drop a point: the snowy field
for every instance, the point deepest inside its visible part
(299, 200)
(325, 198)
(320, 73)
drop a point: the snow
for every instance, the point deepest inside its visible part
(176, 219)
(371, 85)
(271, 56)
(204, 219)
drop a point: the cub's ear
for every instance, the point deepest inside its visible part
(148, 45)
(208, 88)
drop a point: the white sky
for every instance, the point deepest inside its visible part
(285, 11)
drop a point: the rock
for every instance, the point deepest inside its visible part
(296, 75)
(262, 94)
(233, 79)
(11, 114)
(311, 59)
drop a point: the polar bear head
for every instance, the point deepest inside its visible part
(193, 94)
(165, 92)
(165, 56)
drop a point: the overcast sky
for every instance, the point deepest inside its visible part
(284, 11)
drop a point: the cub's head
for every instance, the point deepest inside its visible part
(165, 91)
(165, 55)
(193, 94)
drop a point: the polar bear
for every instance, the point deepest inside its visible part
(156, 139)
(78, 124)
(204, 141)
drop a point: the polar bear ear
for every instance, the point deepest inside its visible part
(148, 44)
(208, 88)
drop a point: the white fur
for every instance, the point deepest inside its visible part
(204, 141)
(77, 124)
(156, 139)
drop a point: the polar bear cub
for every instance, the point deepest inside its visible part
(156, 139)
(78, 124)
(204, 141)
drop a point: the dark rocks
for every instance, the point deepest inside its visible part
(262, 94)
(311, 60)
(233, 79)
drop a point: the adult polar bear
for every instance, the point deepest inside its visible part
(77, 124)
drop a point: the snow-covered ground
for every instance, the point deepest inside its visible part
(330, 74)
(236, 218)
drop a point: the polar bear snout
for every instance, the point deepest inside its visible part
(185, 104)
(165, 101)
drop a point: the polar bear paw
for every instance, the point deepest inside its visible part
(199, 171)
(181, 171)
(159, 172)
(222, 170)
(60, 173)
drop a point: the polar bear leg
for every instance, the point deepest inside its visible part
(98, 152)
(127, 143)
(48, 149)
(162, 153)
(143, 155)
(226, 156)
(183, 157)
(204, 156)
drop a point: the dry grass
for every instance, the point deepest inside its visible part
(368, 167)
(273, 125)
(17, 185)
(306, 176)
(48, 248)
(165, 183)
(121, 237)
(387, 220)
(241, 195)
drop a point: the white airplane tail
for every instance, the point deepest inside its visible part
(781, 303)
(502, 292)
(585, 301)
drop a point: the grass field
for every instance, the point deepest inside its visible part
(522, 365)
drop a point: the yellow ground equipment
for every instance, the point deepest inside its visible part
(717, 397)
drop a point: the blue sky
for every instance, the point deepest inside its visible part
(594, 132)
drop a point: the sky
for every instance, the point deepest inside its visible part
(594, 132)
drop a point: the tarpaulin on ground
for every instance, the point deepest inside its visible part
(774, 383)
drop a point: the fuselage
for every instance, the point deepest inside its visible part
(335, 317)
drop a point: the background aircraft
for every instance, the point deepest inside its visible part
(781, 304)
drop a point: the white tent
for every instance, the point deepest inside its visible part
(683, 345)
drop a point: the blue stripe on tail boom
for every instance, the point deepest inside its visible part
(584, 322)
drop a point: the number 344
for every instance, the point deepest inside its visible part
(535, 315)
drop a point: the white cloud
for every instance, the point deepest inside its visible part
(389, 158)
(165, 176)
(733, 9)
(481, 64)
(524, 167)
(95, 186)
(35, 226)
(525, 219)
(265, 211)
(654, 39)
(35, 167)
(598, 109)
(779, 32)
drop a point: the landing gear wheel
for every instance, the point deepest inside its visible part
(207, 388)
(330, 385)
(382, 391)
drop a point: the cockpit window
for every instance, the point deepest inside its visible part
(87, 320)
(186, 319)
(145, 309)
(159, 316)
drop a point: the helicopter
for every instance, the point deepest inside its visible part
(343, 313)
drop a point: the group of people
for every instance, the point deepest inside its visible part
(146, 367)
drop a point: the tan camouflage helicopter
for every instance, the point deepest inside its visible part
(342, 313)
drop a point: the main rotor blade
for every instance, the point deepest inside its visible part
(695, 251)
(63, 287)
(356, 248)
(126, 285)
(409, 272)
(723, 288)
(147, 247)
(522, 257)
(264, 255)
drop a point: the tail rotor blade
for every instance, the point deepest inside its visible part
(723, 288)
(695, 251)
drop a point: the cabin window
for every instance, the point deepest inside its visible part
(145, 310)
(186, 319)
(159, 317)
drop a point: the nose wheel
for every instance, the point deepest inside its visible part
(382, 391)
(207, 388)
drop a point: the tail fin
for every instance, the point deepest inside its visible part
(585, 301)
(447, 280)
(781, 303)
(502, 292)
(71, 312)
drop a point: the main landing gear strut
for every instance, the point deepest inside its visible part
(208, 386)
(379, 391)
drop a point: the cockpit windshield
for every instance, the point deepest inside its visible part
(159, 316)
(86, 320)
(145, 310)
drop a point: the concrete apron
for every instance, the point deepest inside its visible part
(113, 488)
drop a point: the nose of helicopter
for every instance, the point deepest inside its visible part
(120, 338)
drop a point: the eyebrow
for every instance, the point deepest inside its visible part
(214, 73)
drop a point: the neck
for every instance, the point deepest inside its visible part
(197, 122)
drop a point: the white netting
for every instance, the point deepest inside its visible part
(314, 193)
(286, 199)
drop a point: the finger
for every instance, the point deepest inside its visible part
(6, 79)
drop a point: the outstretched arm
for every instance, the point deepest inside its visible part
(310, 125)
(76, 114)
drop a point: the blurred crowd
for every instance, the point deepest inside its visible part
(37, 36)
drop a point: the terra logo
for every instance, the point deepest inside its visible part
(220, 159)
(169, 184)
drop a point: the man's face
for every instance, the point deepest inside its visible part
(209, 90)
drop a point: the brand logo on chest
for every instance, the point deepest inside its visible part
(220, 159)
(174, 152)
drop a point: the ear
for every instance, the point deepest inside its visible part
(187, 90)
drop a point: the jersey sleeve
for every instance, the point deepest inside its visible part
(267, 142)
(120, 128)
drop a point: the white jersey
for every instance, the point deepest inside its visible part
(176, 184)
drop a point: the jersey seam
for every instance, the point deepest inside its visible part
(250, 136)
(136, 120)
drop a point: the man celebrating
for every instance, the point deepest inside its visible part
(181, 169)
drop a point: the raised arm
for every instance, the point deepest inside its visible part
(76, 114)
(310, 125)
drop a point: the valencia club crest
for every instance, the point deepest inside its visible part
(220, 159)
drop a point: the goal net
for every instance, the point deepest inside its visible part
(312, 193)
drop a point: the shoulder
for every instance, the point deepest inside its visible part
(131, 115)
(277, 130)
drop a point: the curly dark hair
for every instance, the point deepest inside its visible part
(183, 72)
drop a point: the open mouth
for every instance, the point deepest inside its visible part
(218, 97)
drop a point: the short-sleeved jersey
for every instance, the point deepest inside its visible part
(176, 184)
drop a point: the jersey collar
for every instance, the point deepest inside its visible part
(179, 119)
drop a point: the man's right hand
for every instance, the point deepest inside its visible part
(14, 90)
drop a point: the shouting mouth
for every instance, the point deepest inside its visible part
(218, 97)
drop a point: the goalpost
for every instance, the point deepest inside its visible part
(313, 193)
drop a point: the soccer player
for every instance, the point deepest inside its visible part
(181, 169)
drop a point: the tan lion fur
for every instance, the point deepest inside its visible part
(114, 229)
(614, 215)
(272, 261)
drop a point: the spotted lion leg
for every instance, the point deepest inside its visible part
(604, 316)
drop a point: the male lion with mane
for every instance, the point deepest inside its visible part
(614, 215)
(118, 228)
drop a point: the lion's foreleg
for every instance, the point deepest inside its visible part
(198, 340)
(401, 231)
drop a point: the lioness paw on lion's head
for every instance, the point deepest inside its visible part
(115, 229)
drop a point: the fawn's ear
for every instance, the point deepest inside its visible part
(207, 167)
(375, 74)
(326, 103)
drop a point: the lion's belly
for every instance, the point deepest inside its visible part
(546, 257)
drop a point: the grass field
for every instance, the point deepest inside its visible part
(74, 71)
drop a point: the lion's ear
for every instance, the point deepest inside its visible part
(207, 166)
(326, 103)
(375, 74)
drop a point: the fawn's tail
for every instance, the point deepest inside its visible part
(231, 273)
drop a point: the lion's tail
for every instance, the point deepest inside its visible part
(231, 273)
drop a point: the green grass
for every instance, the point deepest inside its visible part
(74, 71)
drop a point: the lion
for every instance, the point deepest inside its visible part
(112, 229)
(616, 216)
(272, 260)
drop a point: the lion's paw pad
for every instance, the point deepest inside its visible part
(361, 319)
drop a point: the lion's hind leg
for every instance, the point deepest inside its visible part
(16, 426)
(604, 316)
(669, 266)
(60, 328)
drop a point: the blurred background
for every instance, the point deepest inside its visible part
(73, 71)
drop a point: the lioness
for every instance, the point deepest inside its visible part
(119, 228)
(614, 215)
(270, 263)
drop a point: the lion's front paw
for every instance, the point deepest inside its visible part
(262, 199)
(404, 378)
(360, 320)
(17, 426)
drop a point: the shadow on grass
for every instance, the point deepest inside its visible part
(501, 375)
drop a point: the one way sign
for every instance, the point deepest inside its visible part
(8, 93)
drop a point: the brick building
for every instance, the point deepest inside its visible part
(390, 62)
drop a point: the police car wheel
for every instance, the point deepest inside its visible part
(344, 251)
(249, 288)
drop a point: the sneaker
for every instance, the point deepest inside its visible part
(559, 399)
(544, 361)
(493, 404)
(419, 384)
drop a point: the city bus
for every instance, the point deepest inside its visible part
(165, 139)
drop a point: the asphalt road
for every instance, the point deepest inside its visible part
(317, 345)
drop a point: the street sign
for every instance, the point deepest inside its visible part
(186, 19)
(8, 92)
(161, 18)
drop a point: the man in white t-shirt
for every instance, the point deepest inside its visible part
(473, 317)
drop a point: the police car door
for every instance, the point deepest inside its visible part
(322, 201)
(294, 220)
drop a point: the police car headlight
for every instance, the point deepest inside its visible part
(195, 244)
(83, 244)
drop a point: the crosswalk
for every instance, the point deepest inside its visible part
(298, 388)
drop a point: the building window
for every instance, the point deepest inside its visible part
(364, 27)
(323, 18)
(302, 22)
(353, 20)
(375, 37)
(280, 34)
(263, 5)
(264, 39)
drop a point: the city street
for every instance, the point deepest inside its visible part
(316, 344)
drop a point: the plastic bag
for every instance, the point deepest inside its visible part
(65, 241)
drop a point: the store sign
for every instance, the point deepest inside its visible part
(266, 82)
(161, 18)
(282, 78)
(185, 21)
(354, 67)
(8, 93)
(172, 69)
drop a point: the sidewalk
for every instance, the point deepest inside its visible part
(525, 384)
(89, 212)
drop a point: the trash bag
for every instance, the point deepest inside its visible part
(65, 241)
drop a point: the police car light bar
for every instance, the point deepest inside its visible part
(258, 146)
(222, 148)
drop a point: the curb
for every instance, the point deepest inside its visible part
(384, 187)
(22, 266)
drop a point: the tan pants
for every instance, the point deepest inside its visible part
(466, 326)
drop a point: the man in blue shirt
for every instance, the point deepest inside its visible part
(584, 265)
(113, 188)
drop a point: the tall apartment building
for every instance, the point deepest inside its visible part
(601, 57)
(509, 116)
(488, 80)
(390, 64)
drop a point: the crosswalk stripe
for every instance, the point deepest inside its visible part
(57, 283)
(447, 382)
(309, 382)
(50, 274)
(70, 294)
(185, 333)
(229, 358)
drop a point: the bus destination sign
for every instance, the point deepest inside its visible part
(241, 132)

* * *

### Exercise prompt
Please retype the data exactly as it stands, from its first line down to the line that contains "drop a point: the dark rocks", then stop.

### Written solution
drop a point: the snowy field
for every instance, the point deepest inside its visible part
(299, 200)
(325, 198)
(320, 73)
drop a point: the snow
for every instance, the point deepest inside its visible part
(176, 219)
(371, 85)
(271, 56)
(204, 219)
drop a point: the cub's ear
for every instance, the point deepest inside its visible part
(148, 45)
(208, 88)
drop a point: the white sky
for every instance, the point deepest inside its visible part
(285, 11)
drop a point: the rock
for every instance, the point deepest inside its visible part
(296, 75)
(262, 94)
(233, 79)
(11, 114)
(311, 59)
drop a point: the polar bear head
for every instance, the point deepest inside its visible part
(193, 94)
(165, 92)
(165, 56)
drop a point: the overcast sky
for every instance, the point deepest inside its visible part
(284, 11)
drop a point: the cub's head
for every instance, the point deepest inside its visible part
(165, 91)
(165, 55)
(193, 94)
drop a point: the polar bear
for every instance, the point deepest inside its visible part
(156, 139)
(78, 124)
(204, 141)
drop a point: the polar bear ear
for every instance, the point deepest inside its visible part
(148, 44)
(208, 88)
drop a point: the white fur
for every instance, the point deepest inside its visible part
(204, 141)
(77, 124)
(156, 139)
drop a point: the polar bear cub
for every instance, the point deepest inside its visible part
(156, 139)
(78, 124)
(204, 141)
drop a point: the dark rocks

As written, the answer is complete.